▸ **TASK ITEM A**
In the passage on Cartier-Bresson's early photography, what camera did he carry on his travels during the 1930s?
▸ **TASK ITEM B**
Please write the next part of the passage on Cartier-Bresson's early photography, starting after its final sentence.

-- READING TEXT follows --

He evolved a “Nouvelle Vision” style that was characterized by surprising angles and perspectives, channeling Bauhaus and the Russian Constructivism. His attention to composition during this period is quite stunning. Images that depict simple moments, like a succession of round bistro tables at a Florentine café, have a startling geometric beauty. Throughout the 1930s, Cartier-Bresson visited Eastern Europe, Italy, Spain, Spanish Morocco, and Mexico, equipped with a Leica. In France, he frequented the Surrealists, conceptually drawing from their principles of visual subversion. During this period of Cartier-Bresson’s work, André Breton’s notion of “explosante fixe” (fixed explosive) is introduced as an alternative interpretation to the “decisive moment,” celebrating the active energy of the motion captured, rather than a single frozen instant.

-- READING TEXT concluded --
-- RECORD EXCERPTS follows --

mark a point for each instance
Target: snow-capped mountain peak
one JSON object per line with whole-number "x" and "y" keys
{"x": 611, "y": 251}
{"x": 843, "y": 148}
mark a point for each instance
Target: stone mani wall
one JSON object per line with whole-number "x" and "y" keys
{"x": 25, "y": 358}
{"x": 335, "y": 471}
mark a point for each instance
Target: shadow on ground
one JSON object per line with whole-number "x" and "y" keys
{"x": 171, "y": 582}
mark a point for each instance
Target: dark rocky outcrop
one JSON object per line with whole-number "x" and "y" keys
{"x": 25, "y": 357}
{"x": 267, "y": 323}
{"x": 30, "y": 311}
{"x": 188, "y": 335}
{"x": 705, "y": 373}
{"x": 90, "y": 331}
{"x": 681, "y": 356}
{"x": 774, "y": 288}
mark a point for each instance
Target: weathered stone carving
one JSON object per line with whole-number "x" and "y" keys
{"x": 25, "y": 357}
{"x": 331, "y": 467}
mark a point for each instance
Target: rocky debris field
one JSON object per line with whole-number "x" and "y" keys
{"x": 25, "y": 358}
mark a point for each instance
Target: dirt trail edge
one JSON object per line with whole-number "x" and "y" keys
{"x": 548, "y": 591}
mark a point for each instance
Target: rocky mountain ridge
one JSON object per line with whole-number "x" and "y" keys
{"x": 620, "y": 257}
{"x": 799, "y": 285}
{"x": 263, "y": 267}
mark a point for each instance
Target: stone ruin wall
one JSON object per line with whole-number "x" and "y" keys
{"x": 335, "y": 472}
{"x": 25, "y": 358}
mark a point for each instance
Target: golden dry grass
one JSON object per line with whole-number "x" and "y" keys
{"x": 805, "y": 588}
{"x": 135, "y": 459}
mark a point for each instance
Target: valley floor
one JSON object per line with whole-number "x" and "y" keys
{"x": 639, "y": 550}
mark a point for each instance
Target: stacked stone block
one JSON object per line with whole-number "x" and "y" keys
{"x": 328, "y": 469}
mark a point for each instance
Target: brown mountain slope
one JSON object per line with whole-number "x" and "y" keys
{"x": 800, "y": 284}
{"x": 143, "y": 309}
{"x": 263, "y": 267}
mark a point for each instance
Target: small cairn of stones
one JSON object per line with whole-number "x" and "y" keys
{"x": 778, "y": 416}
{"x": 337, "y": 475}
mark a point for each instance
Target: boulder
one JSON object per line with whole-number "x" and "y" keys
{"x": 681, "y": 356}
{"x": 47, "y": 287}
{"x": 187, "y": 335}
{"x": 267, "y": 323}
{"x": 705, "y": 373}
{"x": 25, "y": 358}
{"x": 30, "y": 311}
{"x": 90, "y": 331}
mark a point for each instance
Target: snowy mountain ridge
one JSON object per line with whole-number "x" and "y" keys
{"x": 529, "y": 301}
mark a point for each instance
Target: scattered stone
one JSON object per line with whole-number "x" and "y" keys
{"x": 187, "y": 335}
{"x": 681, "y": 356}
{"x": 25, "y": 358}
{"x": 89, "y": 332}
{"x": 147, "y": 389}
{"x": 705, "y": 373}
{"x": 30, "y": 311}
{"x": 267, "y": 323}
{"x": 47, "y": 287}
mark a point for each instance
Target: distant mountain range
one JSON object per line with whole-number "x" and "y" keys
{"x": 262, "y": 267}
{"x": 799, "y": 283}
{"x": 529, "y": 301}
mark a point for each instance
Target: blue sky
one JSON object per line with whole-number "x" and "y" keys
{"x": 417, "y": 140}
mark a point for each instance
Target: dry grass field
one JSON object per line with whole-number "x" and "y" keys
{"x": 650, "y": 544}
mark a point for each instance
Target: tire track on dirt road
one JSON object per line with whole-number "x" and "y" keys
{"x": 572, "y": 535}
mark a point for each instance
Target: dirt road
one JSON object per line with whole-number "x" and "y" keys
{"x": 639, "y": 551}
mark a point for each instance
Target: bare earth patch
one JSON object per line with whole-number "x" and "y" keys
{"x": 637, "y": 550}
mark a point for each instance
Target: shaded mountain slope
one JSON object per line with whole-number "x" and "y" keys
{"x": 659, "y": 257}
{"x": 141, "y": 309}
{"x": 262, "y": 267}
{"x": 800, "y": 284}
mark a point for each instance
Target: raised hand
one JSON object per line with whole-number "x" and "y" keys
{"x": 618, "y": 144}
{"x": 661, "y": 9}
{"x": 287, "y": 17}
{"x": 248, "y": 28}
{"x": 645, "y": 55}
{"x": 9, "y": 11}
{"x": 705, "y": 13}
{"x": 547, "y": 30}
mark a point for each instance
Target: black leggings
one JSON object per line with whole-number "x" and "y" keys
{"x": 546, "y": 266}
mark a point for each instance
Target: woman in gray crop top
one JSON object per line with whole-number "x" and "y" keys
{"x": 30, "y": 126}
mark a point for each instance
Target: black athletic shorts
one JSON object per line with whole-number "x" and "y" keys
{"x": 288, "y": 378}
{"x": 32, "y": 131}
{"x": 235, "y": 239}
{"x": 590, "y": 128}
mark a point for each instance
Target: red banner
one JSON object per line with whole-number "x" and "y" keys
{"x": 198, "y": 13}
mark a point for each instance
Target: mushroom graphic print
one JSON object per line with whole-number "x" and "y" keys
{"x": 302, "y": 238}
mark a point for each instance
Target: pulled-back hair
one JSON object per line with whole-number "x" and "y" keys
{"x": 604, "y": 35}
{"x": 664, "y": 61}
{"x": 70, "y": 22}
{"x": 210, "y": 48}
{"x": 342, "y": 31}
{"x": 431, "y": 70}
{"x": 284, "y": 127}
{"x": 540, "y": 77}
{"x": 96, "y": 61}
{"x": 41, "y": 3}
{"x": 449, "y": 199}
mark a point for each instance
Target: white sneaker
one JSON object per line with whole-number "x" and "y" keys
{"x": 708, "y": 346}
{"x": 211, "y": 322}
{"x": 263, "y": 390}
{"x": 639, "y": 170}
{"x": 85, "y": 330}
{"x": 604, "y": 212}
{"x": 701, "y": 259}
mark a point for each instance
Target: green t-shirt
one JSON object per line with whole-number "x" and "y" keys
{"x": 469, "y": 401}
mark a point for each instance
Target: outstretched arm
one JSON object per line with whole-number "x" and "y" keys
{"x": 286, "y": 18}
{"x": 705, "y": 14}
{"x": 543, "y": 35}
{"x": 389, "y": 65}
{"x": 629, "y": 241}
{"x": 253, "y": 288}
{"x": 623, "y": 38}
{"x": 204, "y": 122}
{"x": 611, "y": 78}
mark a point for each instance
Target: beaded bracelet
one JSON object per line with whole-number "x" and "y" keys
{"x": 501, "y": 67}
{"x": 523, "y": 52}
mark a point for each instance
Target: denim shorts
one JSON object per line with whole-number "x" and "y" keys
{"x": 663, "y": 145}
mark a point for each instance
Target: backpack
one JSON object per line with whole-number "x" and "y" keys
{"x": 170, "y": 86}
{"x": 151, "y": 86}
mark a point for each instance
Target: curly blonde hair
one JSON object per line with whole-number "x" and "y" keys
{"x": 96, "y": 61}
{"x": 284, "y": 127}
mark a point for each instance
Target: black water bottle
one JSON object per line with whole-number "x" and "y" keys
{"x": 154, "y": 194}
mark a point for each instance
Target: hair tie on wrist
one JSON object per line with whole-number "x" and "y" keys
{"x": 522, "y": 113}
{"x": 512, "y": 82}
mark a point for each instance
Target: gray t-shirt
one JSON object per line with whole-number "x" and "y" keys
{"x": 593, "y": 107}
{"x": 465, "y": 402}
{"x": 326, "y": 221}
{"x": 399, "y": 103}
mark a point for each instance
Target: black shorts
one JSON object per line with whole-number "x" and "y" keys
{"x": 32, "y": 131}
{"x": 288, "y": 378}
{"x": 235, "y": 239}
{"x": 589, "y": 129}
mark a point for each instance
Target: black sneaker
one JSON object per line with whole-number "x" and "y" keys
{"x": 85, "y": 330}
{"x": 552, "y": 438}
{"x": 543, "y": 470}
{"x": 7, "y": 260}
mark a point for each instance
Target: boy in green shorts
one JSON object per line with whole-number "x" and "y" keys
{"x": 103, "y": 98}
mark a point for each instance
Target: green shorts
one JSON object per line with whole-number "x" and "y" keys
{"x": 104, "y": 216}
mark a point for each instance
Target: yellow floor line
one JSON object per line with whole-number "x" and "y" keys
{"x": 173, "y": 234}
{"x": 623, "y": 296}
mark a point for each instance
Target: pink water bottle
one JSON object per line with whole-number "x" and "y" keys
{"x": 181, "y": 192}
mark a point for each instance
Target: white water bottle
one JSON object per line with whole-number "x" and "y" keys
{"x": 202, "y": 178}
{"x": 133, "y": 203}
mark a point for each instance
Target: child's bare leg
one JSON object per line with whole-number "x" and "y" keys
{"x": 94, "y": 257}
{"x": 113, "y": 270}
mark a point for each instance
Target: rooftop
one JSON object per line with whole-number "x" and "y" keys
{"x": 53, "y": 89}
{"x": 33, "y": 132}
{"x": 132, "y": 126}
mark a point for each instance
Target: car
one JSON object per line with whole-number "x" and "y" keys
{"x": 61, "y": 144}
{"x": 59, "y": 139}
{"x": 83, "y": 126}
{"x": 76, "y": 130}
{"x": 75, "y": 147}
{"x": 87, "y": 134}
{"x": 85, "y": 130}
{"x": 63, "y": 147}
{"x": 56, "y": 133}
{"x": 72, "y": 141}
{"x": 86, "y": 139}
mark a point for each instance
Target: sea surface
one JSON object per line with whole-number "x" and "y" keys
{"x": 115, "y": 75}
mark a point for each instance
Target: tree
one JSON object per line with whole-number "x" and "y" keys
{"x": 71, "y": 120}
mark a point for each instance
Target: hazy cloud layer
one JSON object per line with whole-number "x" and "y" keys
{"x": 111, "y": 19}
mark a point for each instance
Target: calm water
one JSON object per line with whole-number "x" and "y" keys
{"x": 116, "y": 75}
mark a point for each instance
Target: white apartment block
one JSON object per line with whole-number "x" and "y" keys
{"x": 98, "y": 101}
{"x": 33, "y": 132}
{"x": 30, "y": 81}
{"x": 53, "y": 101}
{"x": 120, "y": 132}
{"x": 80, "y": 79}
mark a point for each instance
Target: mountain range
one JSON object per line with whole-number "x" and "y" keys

-- RECORD EXCERPTS concluded --

▸ **FINAL ANSWER A**
A Leica.

▸ **FINAL ANSWER B**
Transitioning his early Surrealist aesthetic into his work as a politically-engaged journalist, the exhibition dissolves from a series of images of sleeping individuals into a series of tragic impoverished figures slumped over in similar postures. During this period, Cartier-Bresson’s staunchly leftist leanings sharpened, and he began working regularly for Ce Soir, an evening paper with Communist politics headed by Louis Aragon. For a story about the coronation of King George VI in 1935, Cartier-Bresson rather notably took zero pictures of the monarch. Instead he snapped the English throngs eagerly trying to catch sight of the king. One particularly arresting shot depicts a crowd in Trafalgar Square gaping at the [invisible] charade; below the ledge on which they’re perched, a homeless man sleeps indifferently in a pile of newspapers.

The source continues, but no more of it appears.